* _GOAL OF THE EXERCISE_:
Every line of the material below must be repeated exactly.

Point placement records:
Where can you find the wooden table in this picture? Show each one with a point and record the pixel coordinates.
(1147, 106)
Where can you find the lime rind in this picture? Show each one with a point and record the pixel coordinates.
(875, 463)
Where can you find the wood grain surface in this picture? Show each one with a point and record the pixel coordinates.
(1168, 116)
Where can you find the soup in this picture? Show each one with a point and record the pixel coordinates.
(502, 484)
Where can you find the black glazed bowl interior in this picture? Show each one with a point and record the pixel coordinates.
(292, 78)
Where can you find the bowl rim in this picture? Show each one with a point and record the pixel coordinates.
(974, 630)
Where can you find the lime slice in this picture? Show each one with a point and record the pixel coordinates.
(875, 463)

* _THE OUTPUT_:
Where can you find the wooden table in this picture? Show each one with a point and record the pixel coordinates.
(1147, 106)
Where can you find the lime rind in this picture? Show each one with a point and record the pixel coordinates.
(875, 463)
Where can you find the wood grain surface in this picture? Show each one with a point and record the pixel coordinates.
(1168, 116)
Where can you find the soup in this picture? Show each one with a point and record the pixel coordinates.
(502, 484)
Where can you find the black glazed bowl interior in this picture? Show each one with a point and record the pixel coordinates.
(292, 78)
Where can you find the bowl rim in this picture? Show each one with a point and record the pixel coordinates.
(974, 630)
Where can you find the lime slice in this picture? Show each one with a point and record the pixel coordinates.
(875, 463)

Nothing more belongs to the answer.